----- Source document -----

Canadian television personality

Sid Bobb is a Canadian actor and television presenter. He is the co-artistic director at Aanmitaagzi in North Bay, Ontario and an instructor at the Centre for Indigenous Theatre. From 2007 to 2016, he, along with Patty Sullivan, hosted the programming block Kids' CBC. Bobb is of Coast Salish ancestry and has family roots in the Sto:lo First Nations.

== Early life, personal life and education ==
Bobb is originally from the Vancouver Island area located in British Columbia. Bobb is the child of Raymond Bobb and Indigenous author Lee Maracle. Other notable members of his family are his sister, actress Columpa Bobb, his aunt, politician Joan Phillip, and his great-grandfather, Tsleil-Waututh Nation Chief and actor Dan George.

-----

**Exercise objective:**
Resume the biography of Sid Bobb after its final sentence, carrying on with the section on his early life, personal life and education. The items can be set aside; they aren't needed.

----- Entries supplied -----

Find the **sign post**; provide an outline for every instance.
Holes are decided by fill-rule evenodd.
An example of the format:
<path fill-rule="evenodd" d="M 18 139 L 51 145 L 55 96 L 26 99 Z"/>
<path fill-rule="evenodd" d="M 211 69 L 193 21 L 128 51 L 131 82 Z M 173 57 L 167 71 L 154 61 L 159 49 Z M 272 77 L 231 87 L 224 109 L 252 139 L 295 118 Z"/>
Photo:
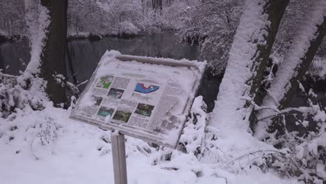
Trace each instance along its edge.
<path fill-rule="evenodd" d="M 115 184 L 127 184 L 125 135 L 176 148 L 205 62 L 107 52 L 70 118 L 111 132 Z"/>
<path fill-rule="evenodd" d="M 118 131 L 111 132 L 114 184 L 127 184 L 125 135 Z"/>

-----

**Answer section:**
Bobb is a graduate of the University of Toronto's sociology and drama programs (2001) and attended the Second City school of training, the Banff Centre for the Arts' Aboriginal Dance Project and the Centre for Indigenous Theatre.

Bobb is currently based in North Bay, Ontario, and the father of two children.

== Career ==
Bobb has been a professional actor since 1993. Sid Bobb has performed in Canada's largest theatres across the country; storytelling, in plays, and dancing. For three seasons, he was co-host of the internationally broadcast Canadian Geographic Kids, and from 2007 to 2016 he co-hosted Kids' CBC with Patty Sullivan.

In 2007, Bobb, alongside his wife Penny Couchie, founded Aanmitaagzi in Penny's home community of Nipissing First Nation. Since then Bobb has been Co-Artistic Director of Aanmitaagzi. In this role Bobb has been a part of multiple theatrical productions with Aanmitaagzi and other studios including Spiderwoman theater and Centre for Indigenous Theatre.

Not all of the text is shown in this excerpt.